**TASK TO CARRY OUT**
Your reply should contain only the line with "of the metal" and the lines after it through the end of the data, each written out exactly.

(Records from a data collection)
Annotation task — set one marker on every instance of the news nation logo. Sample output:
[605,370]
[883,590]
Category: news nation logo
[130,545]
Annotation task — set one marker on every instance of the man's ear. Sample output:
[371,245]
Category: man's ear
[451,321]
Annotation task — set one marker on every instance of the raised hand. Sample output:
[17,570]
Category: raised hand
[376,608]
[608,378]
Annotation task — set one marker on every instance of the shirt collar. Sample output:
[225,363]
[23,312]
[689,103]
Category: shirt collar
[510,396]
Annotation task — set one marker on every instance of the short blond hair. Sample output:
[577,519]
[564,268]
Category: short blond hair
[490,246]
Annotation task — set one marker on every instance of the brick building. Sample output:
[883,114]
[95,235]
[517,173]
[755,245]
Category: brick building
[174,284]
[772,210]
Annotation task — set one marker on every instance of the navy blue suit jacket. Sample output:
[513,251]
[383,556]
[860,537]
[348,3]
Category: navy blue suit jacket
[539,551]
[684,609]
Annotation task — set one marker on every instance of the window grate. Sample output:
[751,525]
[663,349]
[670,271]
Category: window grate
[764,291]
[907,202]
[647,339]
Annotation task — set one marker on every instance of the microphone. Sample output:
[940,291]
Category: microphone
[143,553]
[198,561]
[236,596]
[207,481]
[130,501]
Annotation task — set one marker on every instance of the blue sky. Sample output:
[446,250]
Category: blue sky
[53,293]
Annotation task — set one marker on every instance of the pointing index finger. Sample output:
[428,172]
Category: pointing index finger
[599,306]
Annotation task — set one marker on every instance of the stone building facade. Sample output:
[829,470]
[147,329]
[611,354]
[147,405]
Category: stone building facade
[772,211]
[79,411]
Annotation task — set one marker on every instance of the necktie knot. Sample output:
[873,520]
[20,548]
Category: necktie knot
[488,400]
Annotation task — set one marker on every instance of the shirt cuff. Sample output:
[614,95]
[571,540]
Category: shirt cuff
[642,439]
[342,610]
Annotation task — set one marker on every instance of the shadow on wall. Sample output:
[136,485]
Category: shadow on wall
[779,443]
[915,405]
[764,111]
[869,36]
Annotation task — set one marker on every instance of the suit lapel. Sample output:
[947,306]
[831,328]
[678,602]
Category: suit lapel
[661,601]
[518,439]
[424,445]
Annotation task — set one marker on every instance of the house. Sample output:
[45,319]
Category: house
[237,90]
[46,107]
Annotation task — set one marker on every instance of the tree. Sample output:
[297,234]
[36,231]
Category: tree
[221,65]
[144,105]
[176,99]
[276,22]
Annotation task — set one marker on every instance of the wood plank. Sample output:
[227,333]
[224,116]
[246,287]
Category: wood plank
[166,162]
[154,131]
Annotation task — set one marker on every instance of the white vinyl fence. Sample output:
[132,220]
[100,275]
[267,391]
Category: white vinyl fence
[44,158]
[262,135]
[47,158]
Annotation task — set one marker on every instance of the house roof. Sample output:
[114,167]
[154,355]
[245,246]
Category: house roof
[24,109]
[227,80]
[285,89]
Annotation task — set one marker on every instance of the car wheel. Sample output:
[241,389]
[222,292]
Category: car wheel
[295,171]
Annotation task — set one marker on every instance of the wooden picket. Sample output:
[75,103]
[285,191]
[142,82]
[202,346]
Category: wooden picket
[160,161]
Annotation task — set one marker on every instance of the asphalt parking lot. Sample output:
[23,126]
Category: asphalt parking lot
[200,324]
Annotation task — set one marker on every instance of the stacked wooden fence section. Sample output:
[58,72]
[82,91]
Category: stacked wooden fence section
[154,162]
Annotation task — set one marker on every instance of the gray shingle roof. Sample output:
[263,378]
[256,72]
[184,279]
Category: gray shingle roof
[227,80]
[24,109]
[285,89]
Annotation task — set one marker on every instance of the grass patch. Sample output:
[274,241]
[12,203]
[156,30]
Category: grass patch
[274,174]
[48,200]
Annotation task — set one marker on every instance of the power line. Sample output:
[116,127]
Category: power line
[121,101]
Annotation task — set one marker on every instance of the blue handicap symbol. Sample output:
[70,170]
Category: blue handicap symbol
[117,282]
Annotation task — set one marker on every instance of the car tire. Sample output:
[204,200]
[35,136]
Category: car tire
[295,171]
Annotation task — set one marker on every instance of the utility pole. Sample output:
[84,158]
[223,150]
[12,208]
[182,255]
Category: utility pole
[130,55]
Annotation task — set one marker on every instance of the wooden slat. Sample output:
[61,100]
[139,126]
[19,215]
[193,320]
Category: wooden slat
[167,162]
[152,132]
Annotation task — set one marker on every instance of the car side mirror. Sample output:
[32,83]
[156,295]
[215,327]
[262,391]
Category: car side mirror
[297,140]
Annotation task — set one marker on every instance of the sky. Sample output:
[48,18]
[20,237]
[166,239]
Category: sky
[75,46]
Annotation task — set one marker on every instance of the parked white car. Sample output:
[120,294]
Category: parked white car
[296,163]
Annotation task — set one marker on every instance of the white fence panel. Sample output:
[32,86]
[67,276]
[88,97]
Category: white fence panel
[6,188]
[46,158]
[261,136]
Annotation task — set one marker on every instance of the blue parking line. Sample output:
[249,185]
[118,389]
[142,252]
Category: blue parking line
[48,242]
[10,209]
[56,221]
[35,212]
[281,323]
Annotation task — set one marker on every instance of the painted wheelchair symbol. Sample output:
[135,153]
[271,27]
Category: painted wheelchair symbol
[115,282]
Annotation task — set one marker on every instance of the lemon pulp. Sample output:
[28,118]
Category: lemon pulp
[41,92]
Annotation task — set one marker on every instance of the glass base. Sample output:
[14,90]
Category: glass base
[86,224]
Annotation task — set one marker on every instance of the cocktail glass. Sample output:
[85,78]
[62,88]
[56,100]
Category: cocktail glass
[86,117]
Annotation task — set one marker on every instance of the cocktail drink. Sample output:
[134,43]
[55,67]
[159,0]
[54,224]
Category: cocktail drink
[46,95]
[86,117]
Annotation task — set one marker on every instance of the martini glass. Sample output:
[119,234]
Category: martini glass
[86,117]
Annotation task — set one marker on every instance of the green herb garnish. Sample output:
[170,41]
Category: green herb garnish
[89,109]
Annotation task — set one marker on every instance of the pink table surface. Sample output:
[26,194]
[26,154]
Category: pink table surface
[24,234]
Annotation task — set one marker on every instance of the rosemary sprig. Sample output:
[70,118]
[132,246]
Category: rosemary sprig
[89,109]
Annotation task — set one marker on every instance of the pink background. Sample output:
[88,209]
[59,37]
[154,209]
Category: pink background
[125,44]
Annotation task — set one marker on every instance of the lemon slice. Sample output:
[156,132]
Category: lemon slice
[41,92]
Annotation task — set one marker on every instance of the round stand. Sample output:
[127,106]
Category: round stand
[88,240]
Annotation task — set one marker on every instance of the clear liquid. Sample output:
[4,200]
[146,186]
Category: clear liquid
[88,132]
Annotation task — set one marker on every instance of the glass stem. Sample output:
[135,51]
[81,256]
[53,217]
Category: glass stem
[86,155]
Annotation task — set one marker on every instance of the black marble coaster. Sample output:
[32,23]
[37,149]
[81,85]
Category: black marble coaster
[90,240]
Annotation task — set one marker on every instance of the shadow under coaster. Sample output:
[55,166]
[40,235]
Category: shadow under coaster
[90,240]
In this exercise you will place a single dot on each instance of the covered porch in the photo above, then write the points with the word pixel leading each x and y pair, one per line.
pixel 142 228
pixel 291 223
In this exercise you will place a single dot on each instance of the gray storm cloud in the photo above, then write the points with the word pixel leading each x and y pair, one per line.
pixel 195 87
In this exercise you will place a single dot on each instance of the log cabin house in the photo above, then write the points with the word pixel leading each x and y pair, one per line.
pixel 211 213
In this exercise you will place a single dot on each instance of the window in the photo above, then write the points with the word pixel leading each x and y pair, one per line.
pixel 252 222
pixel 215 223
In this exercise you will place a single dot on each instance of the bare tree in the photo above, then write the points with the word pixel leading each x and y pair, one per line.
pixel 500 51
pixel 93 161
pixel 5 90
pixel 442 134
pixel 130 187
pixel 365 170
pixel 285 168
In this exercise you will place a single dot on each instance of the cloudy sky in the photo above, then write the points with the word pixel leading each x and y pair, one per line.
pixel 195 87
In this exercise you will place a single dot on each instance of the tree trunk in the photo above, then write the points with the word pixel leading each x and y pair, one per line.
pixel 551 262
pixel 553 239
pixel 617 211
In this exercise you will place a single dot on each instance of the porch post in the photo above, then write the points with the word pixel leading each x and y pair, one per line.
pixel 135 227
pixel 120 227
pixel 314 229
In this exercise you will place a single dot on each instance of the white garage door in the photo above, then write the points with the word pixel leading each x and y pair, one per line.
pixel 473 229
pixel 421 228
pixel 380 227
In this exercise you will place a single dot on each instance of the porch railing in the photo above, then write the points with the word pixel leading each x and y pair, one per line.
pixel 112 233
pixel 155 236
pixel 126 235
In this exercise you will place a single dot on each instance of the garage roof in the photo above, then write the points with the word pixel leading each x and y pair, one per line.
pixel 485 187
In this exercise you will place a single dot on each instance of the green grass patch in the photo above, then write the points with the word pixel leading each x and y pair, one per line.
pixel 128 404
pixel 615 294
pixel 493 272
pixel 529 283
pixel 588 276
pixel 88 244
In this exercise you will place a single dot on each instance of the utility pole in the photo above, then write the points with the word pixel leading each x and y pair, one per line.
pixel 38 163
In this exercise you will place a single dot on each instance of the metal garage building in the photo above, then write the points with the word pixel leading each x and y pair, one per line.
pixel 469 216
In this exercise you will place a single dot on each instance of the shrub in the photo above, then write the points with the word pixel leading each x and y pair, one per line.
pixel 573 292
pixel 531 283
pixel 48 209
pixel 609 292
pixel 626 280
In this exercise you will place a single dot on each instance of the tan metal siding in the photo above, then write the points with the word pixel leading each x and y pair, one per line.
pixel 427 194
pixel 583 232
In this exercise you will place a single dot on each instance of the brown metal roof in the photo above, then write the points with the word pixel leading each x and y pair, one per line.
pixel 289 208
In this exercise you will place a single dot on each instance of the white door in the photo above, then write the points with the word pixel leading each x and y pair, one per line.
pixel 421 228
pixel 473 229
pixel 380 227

**WRITTEN ANSWER**
In this exercise you will place a single dot on each instance of the metal garage building in the photo above, then write the points with the word pixel leading each x and y pair, one per line.
pixel 469 216
In this exercise you will place a single dot on each instance of the shrub in the photo above, then write the points with the word pixel leading each x and y pair, one per line.
pixel 573 292
pixel 531 283
pixel 48 209
pixel 609 292
pixel 626 280
In this exercise you will place a single dot on each instance of the tan metal siding in the photo above, then write the points with the word pixel leading each x and y pair, one per line.
pixel 427 194
pixel 583 232
In this exercise you will place a single dot on each instance of the brown metal roof in the photo above, then write the points with the word pixel leading each x and y pair, one per line.
pixel 289 208
In this exercise you will place a single dot on each instance of the white door in the photo above, then write the points with the word pixel leading each x and y pair, one per line.
pixel 421 228
pixel 473 229
pixel 380 227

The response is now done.